Box-labeled dataset extracts:
********

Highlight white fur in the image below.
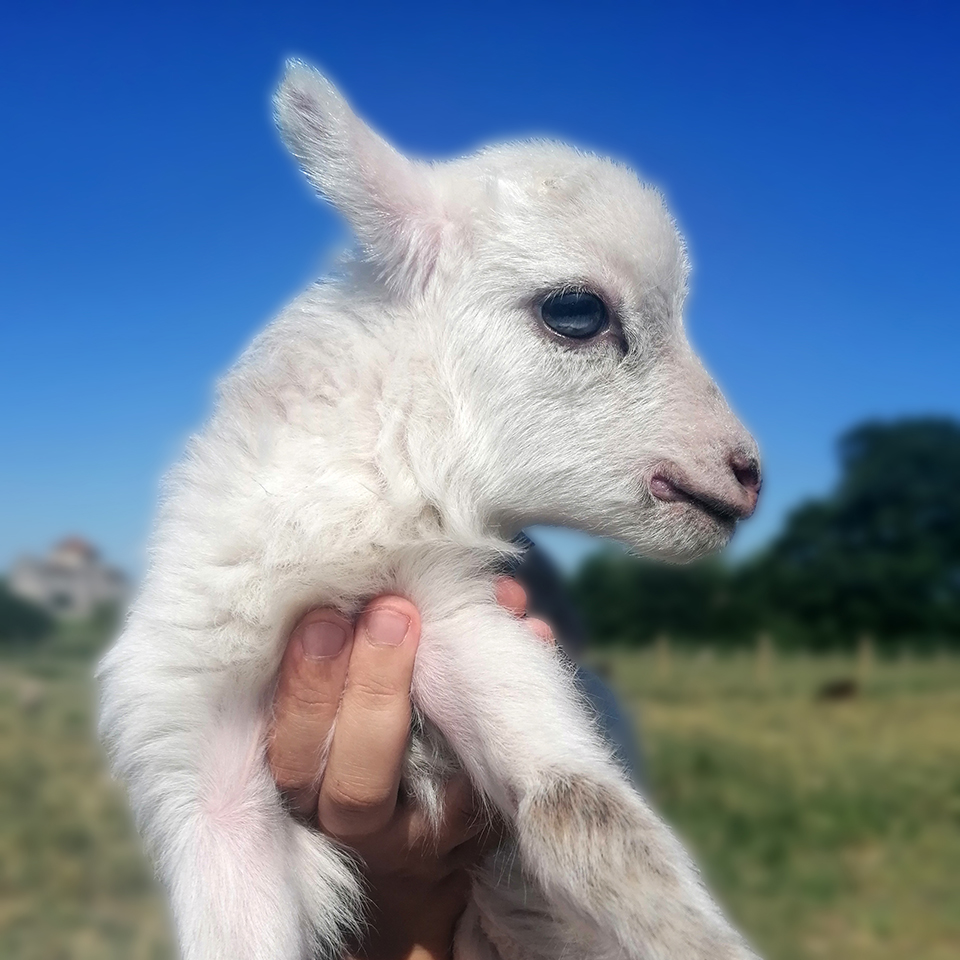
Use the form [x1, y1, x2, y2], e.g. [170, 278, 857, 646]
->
[100, 63, 753, 960]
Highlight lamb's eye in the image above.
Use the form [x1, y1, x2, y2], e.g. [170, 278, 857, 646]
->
[540, 290, 607, 340]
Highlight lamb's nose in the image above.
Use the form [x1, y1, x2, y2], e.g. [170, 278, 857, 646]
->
[730, 453, 761, 516]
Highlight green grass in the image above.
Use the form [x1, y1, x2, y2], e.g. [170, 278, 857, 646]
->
[0, 631, 960, 960]
[601, 652, 960, 960]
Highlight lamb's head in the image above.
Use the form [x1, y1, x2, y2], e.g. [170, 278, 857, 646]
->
[277, 64, 760, 559]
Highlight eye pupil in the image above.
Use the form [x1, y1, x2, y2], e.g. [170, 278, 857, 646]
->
[540, 290, 607, 340]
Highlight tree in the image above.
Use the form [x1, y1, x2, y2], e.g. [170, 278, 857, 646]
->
[575, 418, 960, 646]
[0, 580, 53, 643]
[751, 418, 960, 644]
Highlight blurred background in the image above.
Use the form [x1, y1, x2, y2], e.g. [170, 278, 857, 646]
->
[0, 0, 960, 960]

********

Write out the lines unchanged, beginning with the line that contains "Highlight eye pupil in the image above." and continuing through the last line of the material, both included.

Highlight eye pupil in the image above.
Use the form [x1, y1, x2, y2], e.g. [170, 278, 857, 646]
->
[540, 290, 607, 340]
Highlight tree in the image above.
Use the form [x1, y1, x2, y2], e.g. [170, 278, 857, 646]
->
[575, 418, 960, 646]
[0, 580, 53, 643]
[751, 418, 960, 644]
Highlight blurred background in the image above.
Use the form [x1, y1, x2, y2], e.g. [170, 278, 857, 646]
->
[0, 0, 960, 960]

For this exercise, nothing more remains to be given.